### Try it:
From the first line to the last, write out the material exactly.
━━━ Working data ━━━
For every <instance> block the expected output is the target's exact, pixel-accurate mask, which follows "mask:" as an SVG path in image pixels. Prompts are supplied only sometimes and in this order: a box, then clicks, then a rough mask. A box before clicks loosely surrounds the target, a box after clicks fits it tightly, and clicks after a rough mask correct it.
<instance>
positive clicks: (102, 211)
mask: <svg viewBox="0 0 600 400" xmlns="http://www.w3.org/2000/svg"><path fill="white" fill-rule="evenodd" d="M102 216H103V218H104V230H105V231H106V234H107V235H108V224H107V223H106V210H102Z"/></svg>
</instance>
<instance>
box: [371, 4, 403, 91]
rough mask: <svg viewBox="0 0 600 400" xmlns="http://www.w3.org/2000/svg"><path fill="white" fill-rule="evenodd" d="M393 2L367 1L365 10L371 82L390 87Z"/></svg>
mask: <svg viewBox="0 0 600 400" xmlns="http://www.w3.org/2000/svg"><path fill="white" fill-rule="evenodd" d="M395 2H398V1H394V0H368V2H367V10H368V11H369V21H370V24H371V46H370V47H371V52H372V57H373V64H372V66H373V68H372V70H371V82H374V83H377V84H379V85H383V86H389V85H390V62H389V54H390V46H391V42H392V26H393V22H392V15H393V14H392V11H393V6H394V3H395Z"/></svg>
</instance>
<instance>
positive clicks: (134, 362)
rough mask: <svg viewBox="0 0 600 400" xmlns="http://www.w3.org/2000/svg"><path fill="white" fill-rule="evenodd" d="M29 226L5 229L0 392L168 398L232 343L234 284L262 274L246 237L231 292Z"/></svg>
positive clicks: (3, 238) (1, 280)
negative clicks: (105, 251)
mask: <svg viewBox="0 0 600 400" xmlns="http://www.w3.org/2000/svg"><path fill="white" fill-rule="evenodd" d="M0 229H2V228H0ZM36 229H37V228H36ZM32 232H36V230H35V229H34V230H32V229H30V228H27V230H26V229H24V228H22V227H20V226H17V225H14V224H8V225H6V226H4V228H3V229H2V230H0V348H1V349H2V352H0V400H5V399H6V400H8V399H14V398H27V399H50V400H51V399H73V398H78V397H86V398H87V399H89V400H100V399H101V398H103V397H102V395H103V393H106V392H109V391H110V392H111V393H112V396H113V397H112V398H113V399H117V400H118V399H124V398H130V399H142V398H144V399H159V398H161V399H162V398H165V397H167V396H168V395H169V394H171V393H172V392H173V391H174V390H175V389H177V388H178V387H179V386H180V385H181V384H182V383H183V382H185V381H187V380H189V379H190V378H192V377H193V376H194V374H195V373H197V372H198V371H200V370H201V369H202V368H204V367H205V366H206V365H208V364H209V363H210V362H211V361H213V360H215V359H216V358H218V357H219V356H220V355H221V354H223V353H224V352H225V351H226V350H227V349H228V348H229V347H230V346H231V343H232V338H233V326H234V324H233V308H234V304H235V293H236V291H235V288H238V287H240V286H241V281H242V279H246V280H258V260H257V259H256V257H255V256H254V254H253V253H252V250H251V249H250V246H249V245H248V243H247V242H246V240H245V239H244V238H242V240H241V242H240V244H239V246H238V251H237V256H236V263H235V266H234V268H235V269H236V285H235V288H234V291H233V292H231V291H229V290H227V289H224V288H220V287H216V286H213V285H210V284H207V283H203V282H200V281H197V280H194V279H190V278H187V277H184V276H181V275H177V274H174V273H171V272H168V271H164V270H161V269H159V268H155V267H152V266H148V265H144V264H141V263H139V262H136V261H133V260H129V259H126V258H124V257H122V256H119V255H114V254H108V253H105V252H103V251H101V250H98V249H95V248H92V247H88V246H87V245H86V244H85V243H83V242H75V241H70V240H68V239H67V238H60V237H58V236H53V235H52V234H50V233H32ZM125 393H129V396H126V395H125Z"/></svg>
━━━
### Answer space:
For every <instance> block the expected output is the target's exact, pixel-accurate mask, which follows "mask:" as an SVG path in image pixels. Prompts are supplied only sometimes and in this order: a box, then clicks, then a rough mask. A box before clicks loosely surrounds the target, a box after clicks fits it tightly, and clicks after a rough mask correct it.
<instance>
positive clicks: (102, 211)
mask: <svg viewBox="0 0 600 400" xmlns="http://www.w3.org/2000/svg"><path fill="white" fill-rule="evenodd" d="M102 216H103V218H104V230H105V231H106V234H107V235H108V224H107V223H106V210H102Z"/></svg>
</instance>
<instance>
box: [371, 4, 403, 91]
rough mask: <svg viewBox="0 0 600 400" xmlns="http://www.w3.org/2000/svg"><path fill="white" fill-rule="evenodd" d="M393 2L367 1L365 10L371 82L390 87Z"/></svg>
mask: <svg viewBox="0 0 600 400" xmlns="http://www.w3.org/2000/svg"><path fill="white" fill-rule="evenodd" d="M395 2H398V1H394V0H368V2H367V10H368V11H369V21H370V24H371V46H370V47H371V52H372V57H373V64H372V66H373V68H372V70H371V82H374V83H377V84H379V85H383V86H389V85H390V62H389V54H390V46H391V42H392V26H393V22H392V15H393V14H392V11H393V6H394V3H395Z"/></svg>
</instance>
<instance>
positive clicks: (134, 362)
rough mask: <svg viewBox="0 0 600 400" xmlns="http://www.w3.org/2000/svg"><path fill="white" fill-rule="evenodd" d="M29 226L5 229L0 392L168 398L232 343L234 284L262 274L246 237L231 292Z"/></svg>
positive clicks: (3, 238) (1, 280)
negative clicks: (105, 251)
mask: <svg viewBox="0 0 600 400" xmlns="http://www.w3.org/2000/svg"><path fill="white" fill-rule="evenodd" d="M0 229H2V228H0ZM36 229H37V228H36ZM32 232H36V230H35V229H34V230H32V229H30V228H27V230H26V229H24V228H22V227H20V226H17V225H14V224H8V225H6V226H4V228H3V229H2V230H0V348H1V349H2V352H0V400H5V399H6V400H8V399H14V398H27V399H50V400H51V399H73V398H78V397H86V398H87V399H89V400H100V399H101V398H103V397H102V395H103V393H106V392H109V391H110V392H111V393H112V396H113V397H112V398H113V399H117V400H118V399H124V398H130V399H142V398H144V399H159V398H161V399H162V398H165V397H167V396H168V395H169V394H171V393H172V392H173V391H174V390H175V389H177V388H178V387H179V386H180V385H181V384H182V383H183V382H185V381H187V380H189V379H190V378H192V377H193V376H194V374H195V373H197V372H198V371H200V370H201V369H202V368H204V367H205V366H206V365H208V364H209V363H210V362H211V361H213V360H215V359H216V358H218V357H219V356H220V355H221V354H223V353H224V352H225V351H226V350H227V349H228V348H229V347H230V346H231V343H232V338H233V326H234V324H233V308H234V304H235V293H236V291H235V288H238V287H240V286H241V281H242V279H246V280H258V260H257V259H256V257H255V256H254V254H253V253H252V250H251V249H250V246H249V245H248V243H247V242H246V240H245V239H244V238H242V240H241V242H240V244H239V246H238V251H237V256H236V263H235V266H234V268H235V269H236V285H235V288H234V291H233V292H231V291H229V290H227V289H224V288H220V287H216V286H213V285H210V284H207V283H203V282H200V281H197V280H194V279H190V278H187V277H184V276H181V275H177V274H174V273H171V272H168V271H164V270H161V269H159V268H155V267H152V266H148V265H144V264H141V263H139V262H136V261H133V260H129V259H126V258H124V257H122V256H119V255H114V254H108V253H105V252H103V251H101V250H98V249H95V248H92V247H88V246H87V245H86V244H85V243H83V242H75V241H70V240H68V239H67V238H60V237H58V236H53V235H52V234H50V233H32ZM125 393H129V396H126V395H125Z"/></svg>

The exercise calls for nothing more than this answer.